Data for this exercise.

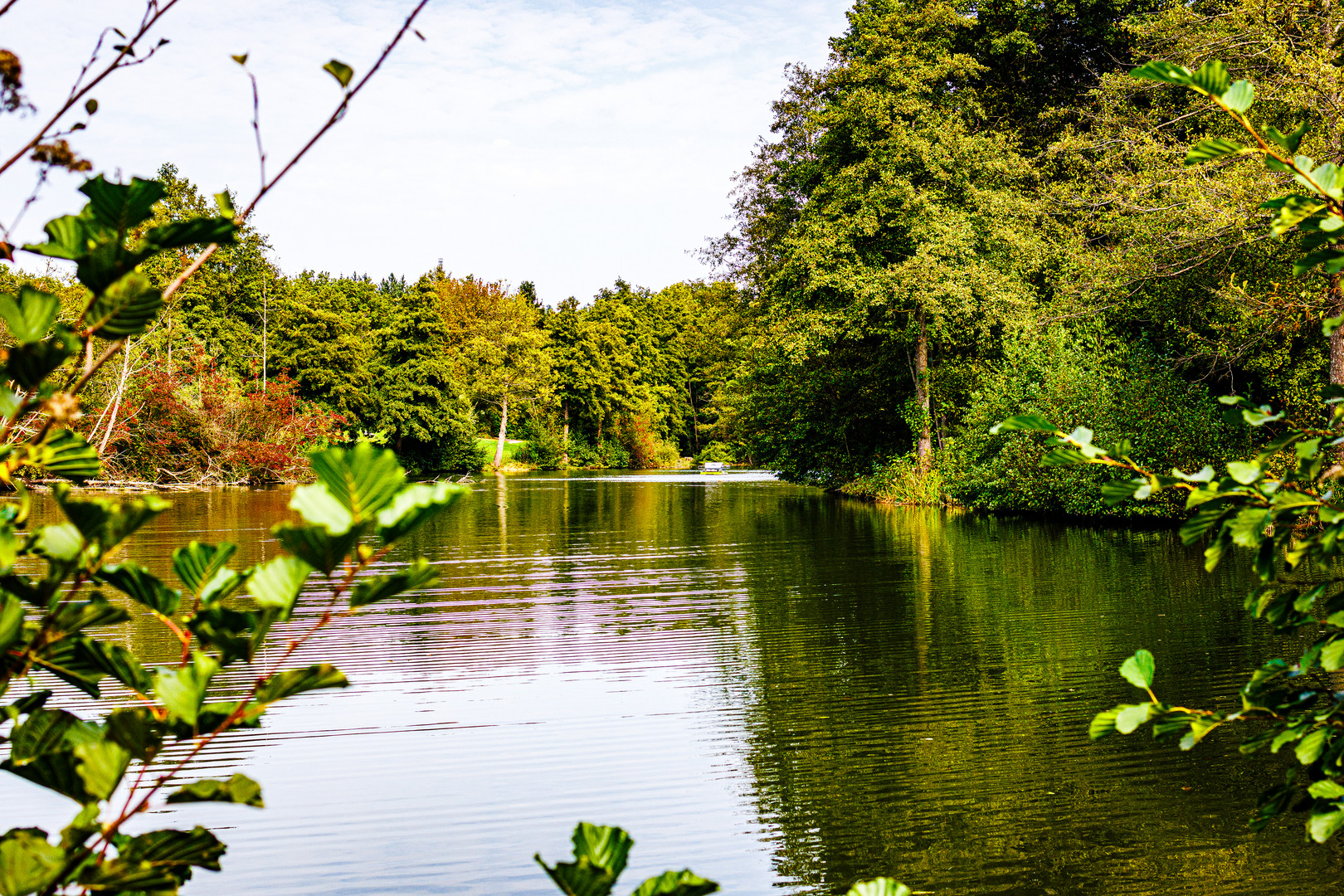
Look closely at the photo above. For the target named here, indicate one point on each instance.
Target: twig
(153, 12)
(340, 110)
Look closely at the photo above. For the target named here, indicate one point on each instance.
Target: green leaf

Prompt.
Recast every line of the records above as a JSON list of strings, one string per line, skipping blank lines and leaving out the pictures.

The answer.
[
  "Look closely at the photo above. For the target named here, indicate one point on each instance.",
  "Target: twig",
  "(153, 12)",
  "(340, 110)",
  "Look closely at the photo above. For the target named here, indicate one point on each instance.",
  "Target: green leaf"
]